**Exercise A:**
Using the confidentiality agreement excerpt below, decide whether each statement agrees with it: (i) the Company bears the cost of seeking a protective order; (ii) the recipient may share the Evaluation Material with other potential bidders without the Company's consent; (iii) filing the letter agreement as an exhibit to Schedule 13D counts as a breach of it. Answer yes or no for each and quote the words of the excerpt that decide it.
**Exercise B:**
Extend the confidentiality agreement excerpt below by writing the numbered paragraph that follows its paragraph 2.

**Excerpted passage:**
Accordingly, in consideration of the Evaluation Material being furnished to you, you agree that:
1. Except as required by Law or otherwise provided herein (and only after compliance with paragraph 2 below), unless otherwise agreed to in writing by the Company, you will (a) not use the Evaluation Material for any purpose other than in connection with your evaluation of the Transaction, (b) keep the Evaluation Material confidential and not disclose any Evaluation Material in any manner whatsoever and (c) not disclose to any other Person the fact the Evaluation Material exists or has been made available, that you are considering the Transaction, or that discussions or negotiations are taking place concerning the Transaction or involving the Company or any of the terms, conditions, or other facts with respect thereto (including, without limitation, the status thereof); provided, however, that such information may be disclosed to your Representatives who are actively and directly participating in your evaluation of the Transaction or who otherwise need to know such information for the sole purpose of evaluating, facilitating, or funding the Transaction and who are informed by you of the confidential nature of the information. Without limiting the generality of the foregoing, you further agree that you will not, directly or indirectly, share the Evaluation Material with or enter into any agreement, arrangement or understanding, or have any discussions which would reasonably be expected to lead to such an agreement, arrangement or understanding with any other person, including other potential bidders and equity financing sources (other than your Representatives as permitted above) regarding a possible transaction involving the Company without the prior written consent of the Company, which consent may be given, withheld or conditioned in its sole discretion, and only upon such person executing a confidentiality agreement in favor of the Company with terms and conditions consistent with this letter agreement. You will cause your Representatives to observe the terms of this letter agreement, and you will be responsible for any breach of this letter agreement by your Representatives. The term Law means any applicable law or regulation (including, without limitation, any rule, regulation or policy statement of any organized securities exchange, market or automated quotation system on which any of your securities are listed or quoted) or by legal process.
2. If you or any of your Representatives are requested pursuant to, or required by, Law to disclose any Evaluation Material or other information concerning the Company or the Transaction, prior to any such disclosure, you will, to the extent not legally prohibited, notify the Company promptly of any such request or requirement so that the Company, at its own expense, may seek a protective order or other appropriate remedy, or, in the Companys sole discretion, waive compliance with the terms of this letter agreement. If no such protective order or other remedy is obtained or the Company waives compliance with the terms of this letter agreement, you or your Representatives will disclose only that portion of the Evaluation Material or other information which you are advised by your legal counsel is legally required to be disclosed and will use reasonable efforts to ensure any such information so disclosed will be accorded confidential treatment. The parties to this letter agreement acknowledge and agree that, as a result of your affiliates beneficial ownership of more than 5% of the outstanding shares of common stock of the Company, your affiliates are required by Law to file with the Securities and Exchange Commission a beneficial ownership statement on Schedule 13D with respect to the acquisition of such shares disclosing, among other requirements, the purpose or purposes of such acquisition of shares and certain plans or proposals which you may have, and that you will be required by applicable Law to file a copy of this letter agreement as an exhibit to such Schedule 13D or an amendment thereto and that such filing shall not constitute a breach of this letter agreement.

**Material:**
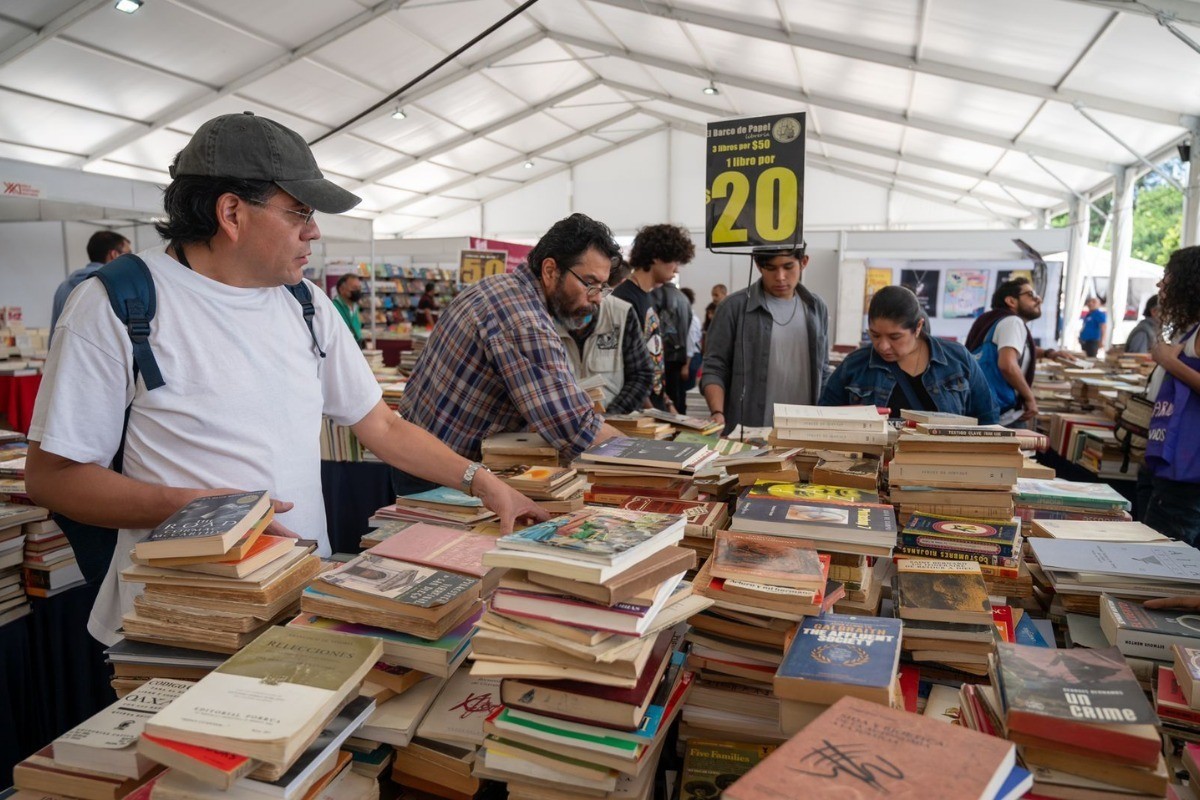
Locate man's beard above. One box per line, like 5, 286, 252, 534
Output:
546, 281, 596, 331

**Output A:**
(i) Yes: "the Company, at its own expense, may seek a protective order or other appropriate remedy"
(ii) No: "you will not, directly or indirectly, share the Evaluation Material with" … "any other person, including other potential bidders and equity financing sources (other than your Representatives as permitted above)" … "without the prior written consent of the Company"
(iii) No: "such filing shall not constitute a breach of this letter agreement"

**Output B:**
3. If you decide that you do not wish to proceed with the Transaction, you will promptly inform the Company of that decision. In that case, or at any time upon the written request of the Company for any reason, you will promptly (and in any case, within 14 days of the Companys request) (a) destroy or deliver to the Company all Evaluation Material furnished to you or your Representatives by or on behalf of the Company (and all copies thereof whether received from the Company or made by you or your Representatives) and (b) destroy all materials prepared by you or your Representatives which constitute Evaluation Material without retaining a copy of any such material, with any such destruction certified to the Company in writing by your authorized agent supervising such destruction; provided that you may retain, in a secure location, a copy of such documents and records which are privileged or as is required to be retained pursuant to any internal document retention policy, law, regulation or rule to which you are subject. Notwithstanding the return or destruction of the Evaluation Material, you and your Representatives will continue to be bound by your obligations of confidentiality and all other obligations under this letter agreement during the term hereof.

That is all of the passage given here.